* **Data in this exercise**:
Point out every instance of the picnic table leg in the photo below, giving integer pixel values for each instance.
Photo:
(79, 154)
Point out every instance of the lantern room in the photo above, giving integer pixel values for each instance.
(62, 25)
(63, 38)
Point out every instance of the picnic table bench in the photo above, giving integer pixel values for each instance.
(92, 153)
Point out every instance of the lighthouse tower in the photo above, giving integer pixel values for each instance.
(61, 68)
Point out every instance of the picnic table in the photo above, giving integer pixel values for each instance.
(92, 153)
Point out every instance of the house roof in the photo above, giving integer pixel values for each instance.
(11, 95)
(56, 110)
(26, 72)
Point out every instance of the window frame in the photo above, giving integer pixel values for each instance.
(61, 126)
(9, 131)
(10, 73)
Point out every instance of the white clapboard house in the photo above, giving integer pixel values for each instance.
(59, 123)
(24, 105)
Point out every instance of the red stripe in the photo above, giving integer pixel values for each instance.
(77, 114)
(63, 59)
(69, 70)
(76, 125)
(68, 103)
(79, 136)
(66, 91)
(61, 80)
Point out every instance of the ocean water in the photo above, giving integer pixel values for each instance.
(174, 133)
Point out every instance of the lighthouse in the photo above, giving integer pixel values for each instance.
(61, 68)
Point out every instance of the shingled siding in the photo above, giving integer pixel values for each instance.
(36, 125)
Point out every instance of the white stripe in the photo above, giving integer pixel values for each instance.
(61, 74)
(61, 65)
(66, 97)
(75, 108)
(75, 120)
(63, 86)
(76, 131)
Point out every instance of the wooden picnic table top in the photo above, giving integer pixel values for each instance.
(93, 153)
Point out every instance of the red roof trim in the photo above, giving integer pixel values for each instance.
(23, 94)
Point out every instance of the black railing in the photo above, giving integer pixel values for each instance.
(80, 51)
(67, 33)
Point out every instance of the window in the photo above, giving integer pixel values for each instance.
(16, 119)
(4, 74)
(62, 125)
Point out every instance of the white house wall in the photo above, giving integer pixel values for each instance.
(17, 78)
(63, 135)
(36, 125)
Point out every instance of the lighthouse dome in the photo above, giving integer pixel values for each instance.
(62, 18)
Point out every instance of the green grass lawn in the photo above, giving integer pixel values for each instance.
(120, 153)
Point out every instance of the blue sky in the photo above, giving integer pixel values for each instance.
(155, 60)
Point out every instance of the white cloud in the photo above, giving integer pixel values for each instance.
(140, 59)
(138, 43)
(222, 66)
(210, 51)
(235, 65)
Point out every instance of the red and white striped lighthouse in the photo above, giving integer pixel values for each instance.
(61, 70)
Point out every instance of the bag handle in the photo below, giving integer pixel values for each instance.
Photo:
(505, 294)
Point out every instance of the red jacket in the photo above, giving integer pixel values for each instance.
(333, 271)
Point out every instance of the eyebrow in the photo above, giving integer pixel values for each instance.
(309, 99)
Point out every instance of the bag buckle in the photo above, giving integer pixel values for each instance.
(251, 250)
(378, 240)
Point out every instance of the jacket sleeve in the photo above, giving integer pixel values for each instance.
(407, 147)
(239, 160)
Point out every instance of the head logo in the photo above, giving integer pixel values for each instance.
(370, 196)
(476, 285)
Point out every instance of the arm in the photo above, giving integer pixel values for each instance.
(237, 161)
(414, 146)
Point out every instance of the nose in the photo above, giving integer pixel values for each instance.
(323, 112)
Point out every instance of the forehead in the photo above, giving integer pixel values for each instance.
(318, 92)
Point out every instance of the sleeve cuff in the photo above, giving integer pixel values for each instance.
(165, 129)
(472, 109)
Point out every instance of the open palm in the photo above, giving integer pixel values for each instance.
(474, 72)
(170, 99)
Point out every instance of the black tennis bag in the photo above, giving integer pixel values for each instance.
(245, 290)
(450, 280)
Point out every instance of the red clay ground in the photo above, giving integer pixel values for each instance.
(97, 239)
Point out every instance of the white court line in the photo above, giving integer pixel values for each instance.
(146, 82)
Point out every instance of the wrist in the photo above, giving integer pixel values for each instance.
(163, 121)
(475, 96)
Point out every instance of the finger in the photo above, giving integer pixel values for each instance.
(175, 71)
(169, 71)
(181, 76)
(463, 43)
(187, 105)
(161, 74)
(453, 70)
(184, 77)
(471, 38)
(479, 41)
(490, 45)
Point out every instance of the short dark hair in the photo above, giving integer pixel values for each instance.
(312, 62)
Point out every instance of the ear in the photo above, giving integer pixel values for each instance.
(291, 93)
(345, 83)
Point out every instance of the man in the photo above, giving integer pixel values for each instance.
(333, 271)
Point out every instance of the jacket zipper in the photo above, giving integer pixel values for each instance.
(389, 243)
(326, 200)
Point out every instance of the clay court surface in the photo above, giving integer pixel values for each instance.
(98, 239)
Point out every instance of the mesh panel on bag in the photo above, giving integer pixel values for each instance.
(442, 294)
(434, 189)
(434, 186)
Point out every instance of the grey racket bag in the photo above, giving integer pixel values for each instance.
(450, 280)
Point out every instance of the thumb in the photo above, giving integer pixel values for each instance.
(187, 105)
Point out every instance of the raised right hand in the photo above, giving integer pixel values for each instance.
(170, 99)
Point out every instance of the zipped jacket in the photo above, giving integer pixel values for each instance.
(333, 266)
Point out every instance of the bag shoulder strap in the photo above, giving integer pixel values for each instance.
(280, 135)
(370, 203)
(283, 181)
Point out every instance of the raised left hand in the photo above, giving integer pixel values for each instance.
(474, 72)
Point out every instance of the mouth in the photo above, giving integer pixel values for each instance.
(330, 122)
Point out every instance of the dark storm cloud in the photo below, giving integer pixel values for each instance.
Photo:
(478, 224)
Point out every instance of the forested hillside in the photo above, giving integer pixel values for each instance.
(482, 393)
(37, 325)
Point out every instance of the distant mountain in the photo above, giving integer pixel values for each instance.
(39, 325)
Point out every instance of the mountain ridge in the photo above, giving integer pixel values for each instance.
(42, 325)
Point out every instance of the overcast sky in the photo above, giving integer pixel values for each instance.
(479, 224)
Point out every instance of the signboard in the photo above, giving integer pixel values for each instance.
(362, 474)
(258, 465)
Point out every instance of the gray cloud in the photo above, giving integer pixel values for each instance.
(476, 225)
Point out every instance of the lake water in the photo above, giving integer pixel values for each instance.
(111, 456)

* **What you need to do**:
Above are some records. Copy each of their lines that holds the string "below".

* **Task output**:
Point out every instance of the picnic table leg in the photo below, giving integer pixel values for each instance.
Point out every instance of the bag handle in the photo below, giving integer pixel values for each instance.
Point out every instance of the dark storm cloud in the photo below, giving integer pixel values for each instance.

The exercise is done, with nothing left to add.